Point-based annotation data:
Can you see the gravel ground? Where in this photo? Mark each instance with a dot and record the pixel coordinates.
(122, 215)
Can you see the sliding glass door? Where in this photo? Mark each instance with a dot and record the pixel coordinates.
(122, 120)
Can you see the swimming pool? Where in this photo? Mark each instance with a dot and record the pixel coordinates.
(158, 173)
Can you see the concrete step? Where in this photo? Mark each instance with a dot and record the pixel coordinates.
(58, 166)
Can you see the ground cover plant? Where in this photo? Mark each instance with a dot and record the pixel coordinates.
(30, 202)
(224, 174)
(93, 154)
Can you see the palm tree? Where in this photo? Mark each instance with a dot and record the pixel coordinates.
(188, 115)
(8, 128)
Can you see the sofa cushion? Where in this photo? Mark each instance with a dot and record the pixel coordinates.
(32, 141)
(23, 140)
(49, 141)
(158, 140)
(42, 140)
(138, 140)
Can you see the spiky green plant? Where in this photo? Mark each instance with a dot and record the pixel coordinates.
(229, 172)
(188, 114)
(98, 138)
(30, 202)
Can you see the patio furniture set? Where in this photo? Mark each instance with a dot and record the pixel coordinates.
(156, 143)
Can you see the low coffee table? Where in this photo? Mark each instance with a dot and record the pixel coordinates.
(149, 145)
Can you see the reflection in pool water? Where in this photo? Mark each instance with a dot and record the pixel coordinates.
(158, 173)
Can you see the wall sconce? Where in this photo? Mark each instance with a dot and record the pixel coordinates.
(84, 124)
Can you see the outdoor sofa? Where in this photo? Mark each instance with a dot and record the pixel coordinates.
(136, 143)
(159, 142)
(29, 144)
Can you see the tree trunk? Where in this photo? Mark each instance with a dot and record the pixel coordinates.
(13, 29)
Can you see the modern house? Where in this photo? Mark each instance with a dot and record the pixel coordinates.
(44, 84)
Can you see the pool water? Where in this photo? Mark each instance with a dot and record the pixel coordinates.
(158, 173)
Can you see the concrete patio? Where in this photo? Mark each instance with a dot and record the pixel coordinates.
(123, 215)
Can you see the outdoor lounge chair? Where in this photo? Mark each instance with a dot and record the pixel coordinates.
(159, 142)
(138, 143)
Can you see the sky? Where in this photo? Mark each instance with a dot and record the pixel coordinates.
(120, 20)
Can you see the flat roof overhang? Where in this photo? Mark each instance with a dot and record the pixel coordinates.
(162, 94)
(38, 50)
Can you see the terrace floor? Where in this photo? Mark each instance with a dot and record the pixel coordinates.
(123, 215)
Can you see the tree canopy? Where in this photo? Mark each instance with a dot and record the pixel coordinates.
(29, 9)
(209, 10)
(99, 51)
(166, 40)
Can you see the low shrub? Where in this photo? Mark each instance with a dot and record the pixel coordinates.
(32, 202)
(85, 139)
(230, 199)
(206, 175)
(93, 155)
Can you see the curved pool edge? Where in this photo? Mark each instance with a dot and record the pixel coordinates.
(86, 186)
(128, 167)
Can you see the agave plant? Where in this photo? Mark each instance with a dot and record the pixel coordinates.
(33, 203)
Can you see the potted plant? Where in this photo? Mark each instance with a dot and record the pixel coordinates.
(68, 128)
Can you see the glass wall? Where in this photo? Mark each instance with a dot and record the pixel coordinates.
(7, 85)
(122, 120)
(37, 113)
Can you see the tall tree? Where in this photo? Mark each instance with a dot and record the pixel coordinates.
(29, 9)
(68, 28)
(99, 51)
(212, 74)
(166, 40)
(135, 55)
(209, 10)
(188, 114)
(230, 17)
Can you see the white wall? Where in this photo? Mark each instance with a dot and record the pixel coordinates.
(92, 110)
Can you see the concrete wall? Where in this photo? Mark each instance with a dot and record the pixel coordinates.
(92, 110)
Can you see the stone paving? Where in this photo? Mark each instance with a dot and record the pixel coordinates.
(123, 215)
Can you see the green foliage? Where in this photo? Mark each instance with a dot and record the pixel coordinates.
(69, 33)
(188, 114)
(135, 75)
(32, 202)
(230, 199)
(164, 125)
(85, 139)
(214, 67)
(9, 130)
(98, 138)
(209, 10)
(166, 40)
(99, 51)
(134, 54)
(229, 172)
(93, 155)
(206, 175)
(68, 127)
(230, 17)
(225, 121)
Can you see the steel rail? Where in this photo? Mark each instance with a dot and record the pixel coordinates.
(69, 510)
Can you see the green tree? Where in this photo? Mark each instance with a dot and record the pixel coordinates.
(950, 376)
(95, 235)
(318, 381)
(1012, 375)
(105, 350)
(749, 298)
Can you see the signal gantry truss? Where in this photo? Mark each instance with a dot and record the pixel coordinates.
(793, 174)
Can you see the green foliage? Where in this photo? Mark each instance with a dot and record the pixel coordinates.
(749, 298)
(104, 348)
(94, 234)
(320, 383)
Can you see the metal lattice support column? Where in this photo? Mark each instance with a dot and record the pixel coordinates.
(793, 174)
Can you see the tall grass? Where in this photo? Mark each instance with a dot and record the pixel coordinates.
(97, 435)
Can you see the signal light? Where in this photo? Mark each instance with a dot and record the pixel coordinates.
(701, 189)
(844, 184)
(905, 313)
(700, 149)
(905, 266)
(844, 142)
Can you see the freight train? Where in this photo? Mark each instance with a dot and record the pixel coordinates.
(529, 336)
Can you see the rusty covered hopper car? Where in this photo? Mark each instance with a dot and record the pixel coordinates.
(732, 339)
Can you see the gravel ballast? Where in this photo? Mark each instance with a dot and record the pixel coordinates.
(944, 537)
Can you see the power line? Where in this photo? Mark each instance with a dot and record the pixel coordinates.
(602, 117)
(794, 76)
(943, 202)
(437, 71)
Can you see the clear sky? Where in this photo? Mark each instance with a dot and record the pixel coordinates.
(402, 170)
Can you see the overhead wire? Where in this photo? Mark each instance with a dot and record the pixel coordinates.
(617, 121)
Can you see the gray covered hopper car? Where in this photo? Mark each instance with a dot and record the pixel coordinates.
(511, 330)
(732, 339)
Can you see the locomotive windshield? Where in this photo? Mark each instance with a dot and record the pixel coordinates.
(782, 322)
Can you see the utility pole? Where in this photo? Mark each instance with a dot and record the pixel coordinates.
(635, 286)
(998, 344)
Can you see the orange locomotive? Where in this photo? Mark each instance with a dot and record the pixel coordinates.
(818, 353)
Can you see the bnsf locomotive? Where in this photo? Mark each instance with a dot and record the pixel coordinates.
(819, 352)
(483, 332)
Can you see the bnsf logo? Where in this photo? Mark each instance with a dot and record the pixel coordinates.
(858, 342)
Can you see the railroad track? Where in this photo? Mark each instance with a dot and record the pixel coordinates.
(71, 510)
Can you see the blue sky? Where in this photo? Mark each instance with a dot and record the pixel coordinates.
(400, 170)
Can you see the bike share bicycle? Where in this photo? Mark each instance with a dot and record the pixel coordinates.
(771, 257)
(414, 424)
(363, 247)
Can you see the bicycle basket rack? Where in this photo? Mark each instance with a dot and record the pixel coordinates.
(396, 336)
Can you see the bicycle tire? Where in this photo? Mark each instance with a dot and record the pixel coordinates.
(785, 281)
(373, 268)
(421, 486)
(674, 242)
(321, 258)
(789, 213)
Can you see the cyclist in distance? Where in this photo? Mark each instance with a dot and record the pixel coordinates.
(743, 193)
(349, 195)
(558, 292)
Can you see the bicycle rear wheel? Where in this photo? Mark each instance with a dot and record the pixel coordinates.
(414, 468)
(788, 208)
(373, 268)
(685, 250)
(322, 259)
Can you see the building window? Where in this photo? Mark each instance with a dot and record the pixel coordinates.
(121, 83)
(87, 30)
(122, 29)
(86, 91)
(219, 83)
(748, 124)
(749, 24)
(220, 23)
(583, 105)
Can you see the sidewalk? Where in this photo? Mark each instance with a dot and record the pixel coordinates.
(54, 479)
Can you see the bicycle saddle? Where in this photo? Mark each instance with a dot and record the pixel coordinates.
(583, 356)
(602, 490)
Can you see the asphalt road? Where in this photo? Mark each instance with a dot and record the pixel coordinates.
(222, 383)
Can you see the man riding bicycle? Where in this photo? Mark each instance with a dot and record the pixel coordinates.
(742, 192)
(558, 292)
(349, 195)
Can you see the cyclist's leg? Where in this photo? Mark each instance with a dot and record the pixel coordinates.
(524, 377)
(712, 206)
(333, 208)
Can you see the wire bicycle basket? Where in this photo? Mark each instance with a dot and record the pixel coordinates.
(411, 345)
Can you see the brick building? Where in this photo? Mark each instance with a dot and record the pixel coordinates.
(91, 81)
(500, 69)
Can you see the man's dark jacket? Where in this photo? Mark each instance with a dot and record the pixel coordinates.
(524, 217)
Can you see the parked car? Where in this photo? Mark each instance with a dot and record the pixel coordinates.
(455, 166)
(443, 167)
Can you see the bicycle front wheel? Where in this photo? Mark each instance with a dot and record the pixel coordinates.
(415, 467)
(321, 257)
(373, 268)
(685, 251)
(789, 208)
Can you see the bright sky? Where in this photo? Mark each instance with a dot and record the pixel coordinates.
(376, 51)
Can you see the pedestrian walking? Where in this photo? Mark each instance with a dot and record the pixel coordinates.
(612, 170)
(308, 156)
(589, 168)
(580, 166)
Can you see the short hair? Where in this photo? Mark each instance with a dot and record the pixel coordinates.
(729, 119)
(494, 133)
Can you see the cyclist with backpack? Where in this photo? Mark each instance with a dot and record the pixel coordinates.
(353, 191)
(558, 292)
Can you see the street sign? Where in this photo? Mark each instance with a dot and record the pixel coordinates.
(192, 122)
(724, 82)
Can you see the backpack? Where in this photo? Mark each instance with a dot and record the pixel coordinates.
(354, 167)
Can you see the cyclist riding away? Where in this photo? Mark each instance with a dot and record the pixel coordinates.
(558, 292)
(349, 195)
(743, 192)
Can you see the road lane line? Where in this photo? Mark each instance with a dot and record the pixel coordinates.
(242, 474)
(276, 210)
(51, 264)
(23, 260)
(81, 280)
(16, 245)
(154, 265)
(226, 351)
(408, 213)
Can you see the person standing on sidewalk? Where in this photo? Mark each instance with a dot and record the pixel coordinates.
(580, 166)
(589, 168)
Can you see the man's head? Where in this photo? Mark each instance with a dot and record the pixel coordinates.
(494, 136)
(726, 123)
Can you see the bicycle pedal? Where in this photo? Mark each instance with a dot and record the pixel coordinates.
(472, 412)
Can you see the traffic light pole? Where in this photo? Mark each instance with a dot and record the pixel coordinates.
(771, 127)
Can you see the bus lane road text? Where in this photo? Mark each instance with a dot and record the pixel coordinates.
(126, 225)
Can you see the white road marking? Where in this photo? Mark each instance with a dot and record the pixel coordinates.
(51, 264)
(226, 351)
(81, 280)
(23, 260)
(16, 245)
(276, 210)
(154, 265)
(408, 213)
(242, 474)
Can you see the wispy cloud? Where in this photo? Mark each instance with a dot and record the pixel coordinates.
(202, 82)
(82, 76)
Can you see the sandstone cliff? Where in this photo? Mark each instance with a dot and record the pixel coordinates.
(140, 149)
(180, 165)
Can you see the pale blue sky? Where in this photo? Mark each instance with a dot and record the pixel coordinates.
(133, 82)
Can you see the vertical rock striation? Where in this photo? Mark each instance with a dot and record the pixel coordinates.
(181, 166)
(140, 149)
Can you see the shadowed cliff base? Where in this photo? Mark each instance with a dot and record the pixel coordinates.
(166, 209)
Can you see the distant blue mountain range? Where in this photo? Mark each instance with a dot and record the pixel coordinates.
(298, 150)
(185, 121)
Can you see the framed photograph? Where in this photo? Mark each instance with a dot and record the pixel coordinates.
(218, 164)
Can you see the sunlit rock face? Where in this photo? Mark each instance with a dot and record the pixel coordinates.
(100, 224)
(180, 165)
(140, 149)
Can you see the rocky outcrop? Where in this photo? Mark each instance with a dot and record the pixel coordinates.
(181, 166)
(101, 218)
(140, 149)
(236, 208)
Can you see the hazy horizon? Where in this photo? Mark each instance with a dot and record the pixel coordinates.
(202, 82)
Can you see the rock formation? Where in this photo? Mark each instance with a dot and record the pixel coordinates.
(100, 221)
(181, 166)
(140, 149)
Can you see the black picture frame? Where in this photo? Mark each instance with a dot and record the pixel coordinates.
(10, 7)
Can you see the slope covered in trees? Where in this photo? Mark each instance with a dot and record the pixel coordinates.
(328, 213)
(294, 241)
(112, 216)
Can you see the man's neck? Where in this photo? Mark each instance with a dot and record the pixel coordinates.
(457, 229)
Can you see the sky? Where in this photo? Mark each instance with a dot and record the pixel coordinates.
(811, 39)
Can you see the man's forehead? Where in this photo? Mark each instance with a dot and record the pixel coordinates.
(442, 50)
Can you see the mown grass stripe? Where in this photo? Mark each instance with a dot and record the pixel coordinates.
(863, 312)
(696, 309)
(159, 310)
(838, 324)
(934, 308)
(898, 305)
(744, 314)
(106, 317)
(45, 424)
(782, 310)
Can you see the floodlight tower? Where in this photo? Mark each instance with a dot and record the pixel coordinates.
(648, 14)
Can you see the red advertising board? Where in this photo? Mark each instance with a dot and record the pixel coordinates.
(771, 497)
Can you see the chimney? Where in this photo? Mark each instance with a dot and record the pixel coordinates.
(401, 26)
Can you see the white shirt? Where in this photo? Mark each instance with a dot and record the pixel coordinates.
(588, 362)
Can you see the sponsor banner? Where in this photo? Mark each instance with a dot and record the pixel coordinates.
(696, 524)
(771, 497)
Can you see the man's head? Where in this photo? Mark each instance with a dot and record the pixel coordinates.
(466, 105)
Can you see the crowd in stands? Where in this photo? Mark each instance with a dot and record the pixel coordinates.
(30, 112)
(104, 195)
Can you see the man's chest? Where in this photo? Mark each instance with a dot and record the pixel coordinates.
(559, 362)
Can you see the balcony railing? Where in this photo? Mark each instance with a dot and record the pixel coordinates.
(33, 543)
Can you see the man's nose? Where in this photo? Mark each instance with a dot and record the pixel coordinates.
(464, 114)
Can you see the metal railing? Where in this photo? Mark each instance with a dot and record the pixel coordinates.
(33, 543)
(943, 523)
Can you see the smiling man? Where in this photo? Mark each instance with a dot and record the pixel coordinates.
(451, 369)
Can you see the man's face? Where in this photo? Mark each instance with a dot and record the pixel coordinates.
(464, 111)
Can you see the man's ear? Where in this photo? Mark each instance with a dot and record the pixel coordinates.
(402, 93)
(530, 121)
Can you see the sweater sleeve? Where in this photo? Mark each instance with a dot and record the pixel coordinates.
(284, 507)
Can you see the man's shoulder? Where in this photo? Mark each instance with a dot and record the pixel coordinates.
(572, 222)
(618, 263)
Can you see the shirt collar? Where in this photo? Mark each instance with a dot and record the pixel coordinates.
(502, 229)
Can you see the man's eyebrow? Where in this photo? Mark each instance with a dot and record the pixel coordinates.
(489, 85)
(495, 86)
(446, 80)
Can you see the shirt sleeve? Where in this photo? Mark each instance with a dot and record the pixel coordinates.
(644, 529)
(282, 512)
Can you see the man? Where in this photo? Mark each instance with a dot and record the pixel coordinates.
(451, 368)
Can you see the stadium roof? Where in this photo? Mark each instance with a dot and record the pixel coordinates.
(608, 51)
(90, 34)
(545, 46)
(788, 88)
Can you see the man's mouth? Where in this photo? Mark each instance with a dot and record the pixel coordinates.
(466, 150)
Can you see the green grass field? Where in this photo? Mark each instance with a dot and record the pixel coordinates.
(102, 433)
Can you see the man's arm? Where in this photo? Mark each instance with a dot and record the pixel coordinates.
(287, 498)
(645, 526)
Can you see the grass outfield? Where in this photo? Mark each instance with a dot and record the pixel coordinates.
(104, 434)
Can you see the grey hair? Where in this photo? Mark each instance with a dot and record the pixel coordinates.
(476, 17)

WHAT IS EXPECTED: Give again only the lines of the material above that run from the one with "Can you see the stadium" through the end, both included, exactly as they appear.

RESPONSE FOR THIS EXERCISE:
Can you see the stadium roof? Where in this photo? Mark each instance with a dot and record the pixel coordinates.
(608, 51)
(90, 34)
(545, 46)
(788, 88)
Can you see the man's mouth? Where in this photo? Mark each instance with a dot and record the pixel coordinates.
(466, 150)
Can you see the green grass field? Where in this photo? Mark each instance with a dot and record the pixel coordinates.
(102, 433)
Can you see the man's arm? Where in this photo? Mark each instance with a dot and record the pixel coordinates.
(287, 498)
(645, 526)
Can you see the grass outfield? Where in this photo? Mark each instance with a dot and record the pixel coordinates.
(104, 434)
Can you see the grey hair? Where in this photo? Mark each instance with a dot and record the pixel coordinates.
(476, 17)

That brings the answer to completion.